Task: Compute the number of lines in the following data that include the word "daisy", and output that number alone.
____ Input records
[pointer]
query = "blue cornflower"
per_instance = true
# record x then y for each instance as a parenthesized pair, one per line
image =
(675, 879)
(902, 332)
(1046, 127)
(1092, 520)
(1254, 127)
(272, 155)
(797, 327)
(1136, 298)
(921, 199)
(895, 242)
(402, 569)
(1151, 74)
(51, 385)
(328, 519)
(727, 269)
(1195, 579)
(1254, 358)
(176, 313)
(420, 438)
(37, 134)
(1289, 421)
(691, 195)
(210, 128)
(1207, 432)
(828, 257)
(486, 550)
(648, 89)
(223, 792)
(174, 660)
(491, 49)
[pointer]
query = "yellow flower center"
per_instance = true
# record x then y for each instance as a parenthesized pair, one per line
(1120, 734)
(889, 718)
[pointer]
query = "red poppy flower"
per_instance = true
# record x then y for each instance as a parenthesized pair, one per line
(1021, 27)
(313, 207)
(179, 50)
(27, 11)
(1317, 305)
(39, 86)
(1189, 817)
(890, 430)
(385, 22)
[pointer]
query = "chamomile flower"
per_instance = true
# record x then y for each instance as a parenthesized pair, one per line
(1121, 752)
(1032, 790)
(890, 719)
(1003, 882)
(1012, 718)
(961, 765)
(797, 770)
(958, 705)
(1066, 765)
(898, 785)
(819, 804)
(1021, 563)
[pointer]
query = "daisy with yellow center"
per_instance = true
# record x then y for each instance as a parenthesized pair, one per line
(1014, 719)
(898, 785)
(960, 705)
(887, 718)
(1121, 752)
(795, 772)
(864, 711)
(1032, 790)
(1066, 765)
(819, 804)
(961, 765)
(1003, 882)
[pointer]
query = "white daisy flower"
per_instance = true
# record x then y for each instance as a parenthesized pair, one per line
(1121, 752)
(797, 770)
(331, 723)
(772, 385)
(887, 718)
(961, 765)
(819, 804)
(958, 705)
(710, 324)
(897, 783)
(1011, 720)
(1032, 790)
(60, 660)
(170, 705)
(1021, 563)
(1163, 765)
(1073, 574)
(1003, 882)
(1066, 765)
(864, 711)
________
Solution to the exercise: 2